* [Tasks for this exercise]
**1)** In the article on the high-protein diet study, how many adults took part in the study?
**2)** In the high-protein diet article, write out the passage from "Even small decreases" up to and including "intake from protein.", swapping "likelihood" for "chance".
**3)** Pick up the high-protein diet article after its last sentence and write what comes next.

====== Source text ======

High-protein diet as bad as smoking: Study

A high-protein diet could be as dangerous as smoking 20 cigarettes a day, according to a new study.

Researchers from the University of Southern California have found that people under 65 consuming high levels of dietary protein exposed themselves to a fourfold increase in their risk from cancer as against those on a low protein diet.

The increased mortality risk was equivalent to that of smoking 20 cigarettes a day.

According to the study of 6,318 adults over the age of 50, protein-lovers were 74 per cent more susceptible to early death from any cause than their low-protein counterparts. Their risk of death from diabetes was also several times higher than others.

The research defined a ''high-protein'' diet as deriving at least 20 per cent of daily calories from protein. According to the researchers middle-aged persons need consume around 0.8g of protein per kilogram of body weight, per day.

Even small decreases protein intake from moderate to low levels cut the likelihood of an early death by over a fifth. A "low-protein" diet includes less than 10 per cent of one's daily calorie intake from protein.

According to the author of the study Dr Valter Longo, professor of Biogerontology at the USC Davis School of Gerontology, animal-based proteins such as red meat, milk, and cheese were most harmful, but there was no evidence to suggest that protein from fish had a negative impact on the body, The Telgraph reported.

====== Study material ======

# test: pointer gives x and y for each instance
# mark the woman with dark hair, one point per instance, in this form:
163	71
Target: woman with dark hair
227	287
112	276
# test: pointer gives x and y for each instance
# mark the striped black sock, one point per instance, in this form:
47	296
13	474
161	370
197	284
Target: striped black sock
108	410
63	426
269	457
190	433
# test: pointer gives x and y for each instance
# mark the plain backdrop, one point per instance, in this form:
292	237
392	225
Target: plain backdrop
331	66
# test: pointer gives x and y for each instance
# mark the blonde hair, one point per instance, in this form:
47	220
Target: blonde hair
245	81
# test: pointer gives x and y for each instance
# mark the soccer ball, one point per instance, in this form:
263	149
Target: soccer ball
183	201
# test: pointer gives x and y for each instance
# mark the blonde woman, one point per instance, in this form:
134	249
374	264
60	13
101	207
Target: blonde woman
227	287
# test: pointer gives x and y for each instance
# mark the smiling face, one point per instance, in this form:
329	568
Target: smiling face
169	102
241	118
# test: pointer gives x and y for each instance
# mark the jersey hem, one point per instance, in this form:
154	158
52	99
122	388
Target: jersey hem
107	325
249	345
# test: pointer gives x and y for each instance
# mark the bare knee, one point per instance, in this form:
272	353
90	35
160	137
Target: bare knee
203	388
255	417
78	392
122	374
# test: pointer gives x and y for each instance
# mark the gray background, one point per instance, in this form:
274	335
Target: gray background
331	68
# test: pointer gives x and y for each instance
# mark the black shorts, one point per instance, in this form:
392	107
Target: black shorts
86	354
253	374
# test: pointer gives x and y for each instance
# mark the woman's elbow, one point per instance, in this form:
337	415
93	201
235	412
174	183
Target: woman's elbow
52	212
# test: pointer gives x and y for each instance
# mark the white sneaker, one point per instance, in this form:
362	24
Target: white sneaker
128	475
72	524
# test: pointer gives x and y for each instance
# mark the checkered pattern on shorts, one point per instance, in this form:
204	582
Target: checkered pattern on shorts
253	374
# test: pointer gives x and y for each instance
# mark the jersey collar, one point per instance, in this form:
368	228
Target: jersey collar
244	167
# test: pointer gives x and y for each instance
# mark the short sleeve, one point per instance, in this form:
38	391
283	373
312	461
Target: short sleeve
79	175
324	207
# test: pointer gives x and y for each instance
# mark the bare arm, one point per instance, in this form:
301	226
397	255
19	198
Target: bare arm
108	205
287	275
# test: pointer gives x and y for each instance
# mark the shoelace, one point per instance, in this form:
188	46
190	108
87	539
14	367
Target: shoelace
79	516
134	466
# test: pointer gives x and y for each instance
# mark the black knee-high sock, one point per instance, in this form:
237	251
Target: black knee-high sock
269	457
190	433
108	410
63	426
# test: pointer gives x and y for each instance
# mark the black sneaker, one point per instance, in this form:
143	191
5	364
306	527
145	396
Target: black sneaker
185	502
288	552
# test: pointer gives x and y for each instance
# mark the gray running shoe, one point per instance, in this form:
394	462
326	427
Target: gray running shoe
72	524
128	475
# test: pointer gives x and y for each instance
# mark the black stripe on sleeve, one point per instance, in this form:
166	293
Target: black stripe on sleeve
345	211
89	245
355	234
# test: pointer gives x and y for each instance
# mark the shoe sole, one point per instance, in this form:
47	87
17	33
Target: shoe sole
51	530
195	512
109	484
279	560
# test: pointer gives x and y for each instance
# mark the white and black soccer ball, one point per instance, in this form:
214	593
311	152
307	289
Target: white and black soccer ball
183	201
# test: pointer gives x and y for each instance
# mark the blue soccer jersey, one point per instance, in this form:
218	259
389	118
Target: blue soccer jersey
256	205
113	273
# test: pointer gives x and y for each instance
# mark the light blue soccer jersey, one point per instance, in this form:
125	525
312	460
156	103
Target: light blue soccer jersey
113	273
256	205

======
====== Study material ======

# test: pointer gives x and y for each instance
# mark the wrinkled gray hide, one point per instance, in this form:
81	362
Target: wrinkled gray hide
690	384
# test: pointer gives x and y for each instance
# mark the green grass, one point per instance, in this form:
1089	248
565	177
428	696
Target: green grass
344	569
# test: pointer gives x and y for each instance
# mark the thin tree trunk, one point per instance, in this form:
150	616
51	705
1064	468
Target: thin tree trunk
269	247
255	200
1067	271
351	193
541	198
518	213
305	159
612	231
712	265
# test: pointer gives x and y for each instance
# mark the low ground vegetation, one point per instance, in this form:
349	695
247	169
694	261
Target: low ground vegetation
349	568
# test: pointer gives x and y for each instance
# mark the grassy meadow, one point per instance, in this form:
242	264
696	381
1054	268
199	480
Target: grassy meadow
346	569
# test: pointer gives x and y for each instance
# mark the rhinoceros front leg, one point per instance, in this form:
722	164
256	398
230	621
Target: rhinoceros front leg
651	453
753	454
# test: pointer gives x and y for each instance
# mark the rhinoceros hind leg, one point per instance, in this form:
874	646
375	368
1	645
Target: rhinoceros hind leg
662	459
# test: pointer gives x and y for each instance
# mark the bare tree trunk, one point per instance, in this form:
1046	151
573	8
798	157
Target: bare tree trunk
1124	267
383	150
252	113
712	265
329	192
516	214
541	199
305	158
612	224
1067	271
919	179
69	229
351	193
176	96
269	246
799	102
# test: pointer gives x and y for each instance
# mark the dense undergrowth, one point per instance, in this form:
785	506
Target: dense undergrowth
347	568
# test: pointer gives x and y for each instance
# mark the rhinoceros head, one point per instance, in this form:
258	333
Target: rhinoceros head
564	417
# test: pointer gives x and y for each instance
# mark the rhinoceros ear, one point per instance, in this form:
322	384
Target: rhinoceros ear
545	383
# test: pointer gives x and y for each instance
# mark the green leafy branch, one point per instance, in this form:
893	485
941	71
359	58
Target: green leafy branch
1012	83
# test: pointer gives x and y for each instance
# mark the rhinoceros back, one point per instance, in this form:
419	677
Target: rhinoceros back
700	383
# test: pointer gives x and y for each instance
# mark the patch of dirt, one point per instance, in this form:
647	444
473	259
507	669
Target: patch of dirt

======
====== Study material ======

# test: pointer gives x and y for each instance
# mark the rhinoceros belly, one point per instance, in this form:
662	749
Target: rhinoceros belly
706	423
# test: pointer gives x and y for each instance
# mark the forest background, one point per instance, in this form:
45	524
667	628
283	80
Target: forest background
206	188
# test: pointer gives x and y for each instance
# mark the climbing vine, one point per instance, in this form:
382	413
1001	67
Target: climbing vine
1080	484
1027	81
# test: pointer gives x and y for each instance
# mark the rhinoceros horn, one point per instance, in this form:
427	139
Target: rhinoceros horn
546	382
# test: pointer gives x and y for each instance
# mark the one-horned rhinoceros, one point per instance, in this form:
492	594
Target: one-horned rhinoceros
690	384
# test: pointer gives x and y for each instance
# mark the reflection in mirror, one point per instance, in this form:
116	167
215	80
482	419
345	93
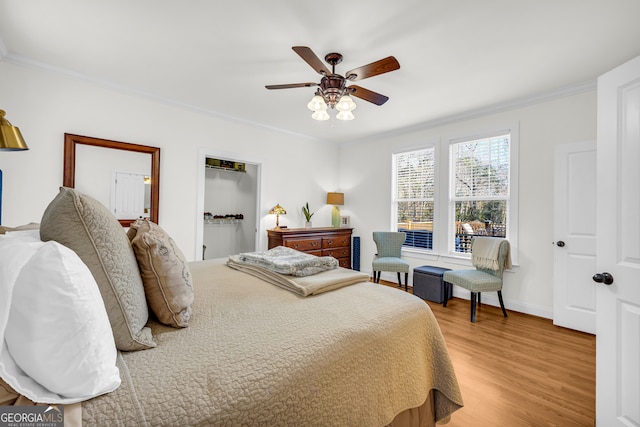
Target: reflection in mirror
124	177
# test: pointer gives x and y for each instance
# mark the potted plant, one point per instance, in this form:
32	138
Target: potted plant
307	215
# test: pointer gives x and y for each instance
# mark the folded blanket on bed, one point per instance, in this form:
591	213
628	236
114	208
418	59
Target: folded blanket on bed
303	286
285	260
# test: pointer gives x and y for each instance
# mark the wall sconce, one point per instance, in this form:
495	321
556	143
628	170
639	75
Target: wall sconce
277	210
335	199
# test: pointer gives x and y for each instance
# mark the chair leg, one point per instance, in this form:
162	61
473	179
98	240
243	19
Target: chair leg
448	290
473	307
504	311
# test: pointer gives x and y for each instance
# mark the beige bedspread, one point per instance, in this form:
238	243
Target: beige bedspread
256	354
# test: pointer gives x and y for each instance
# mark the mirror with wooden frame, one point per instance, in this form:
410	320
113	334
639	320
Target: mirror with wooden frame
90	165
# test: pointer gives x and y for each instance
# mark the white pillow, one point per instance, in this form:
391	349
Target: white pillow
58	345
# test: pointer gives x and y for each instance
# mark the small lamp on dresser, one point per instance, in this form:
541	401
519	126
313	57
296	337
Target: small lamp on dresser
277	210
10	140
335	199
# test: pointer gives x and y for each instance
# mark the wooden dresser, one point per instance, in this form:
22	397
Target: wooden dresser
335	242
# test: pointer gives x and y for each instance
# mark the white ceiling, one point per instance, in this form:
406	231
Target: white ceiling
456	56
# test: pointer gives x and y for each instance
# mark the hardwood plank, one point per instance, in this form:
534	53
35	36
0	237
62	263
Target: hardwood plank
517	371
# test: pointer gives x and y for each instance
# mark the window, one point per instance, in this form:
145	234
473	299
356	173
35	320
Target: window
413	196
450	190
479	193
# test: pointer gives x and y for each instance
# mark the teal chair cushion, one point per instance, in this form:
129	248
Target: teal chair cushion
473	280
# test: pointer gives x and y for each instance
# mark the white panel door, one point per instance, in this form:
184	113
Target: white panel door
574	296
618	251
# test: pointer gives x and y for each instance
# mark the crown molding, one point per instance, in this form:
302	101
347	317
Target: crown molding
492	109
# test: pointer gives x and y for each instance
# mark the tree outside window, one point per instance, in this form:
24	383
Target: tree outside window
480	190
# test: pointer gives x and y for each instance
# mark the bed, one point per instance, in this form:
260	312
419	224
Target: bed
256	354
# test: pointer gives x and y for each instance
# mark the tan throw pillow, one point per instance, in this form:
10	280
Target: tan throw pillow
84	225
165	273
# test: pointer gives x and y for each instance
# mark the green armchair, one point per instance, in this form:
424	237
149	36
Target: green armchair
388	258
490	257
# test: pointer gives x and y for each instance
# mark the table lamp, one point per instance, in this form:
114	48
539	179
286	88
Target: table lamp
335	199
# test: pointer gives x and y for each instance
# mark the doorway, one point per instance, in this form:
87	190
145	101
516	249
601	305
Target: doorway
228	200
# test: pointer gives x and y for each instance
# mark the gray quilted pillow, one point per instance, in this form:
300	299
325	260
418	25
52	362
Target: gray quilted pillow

======

* [Results in order]
**1)** 6,318 adults over the age of 50.

**2)**
Even small decreases protein intake from moderate to low levels cut the chance of an early death by over a fifth. A "low-protein" diet includes less than 10 per cent of one's daily calorie intake from protein.

**3)**
Healthline News quoted Longo as saying there was a misconception that because we all eat, understanding nutrition was simple. The question, he added, was not whether a certain diet allowed one to do well for three days, but could it help one survive to be 100?

The new study, which included 6,381 adults aged 50 and older who were followed for 18 years, was published yesterday in Cell Metabolism.

The study, however, found that the story was different for older adults. People aged over 65 who ate a high-protein diet had a 28 per cent lower risk of death from any cause as also a 60 per cent lowered risk of dying from cancer, as against those eating low amounts of protein.

However, consuming high amounts of protein still increased the risk of dying from diabetes.

According to the researchers, the apparent protective effect of high-protein diets in older adults, might have something to do with the growth hormone IGF-1. The level of this hormone decreased with age, which might contribute to the loss of muscle mass and increased susceptibility to disease and consume more protein, then, could help stimulate production of this hormone and maintain overall health as people aged.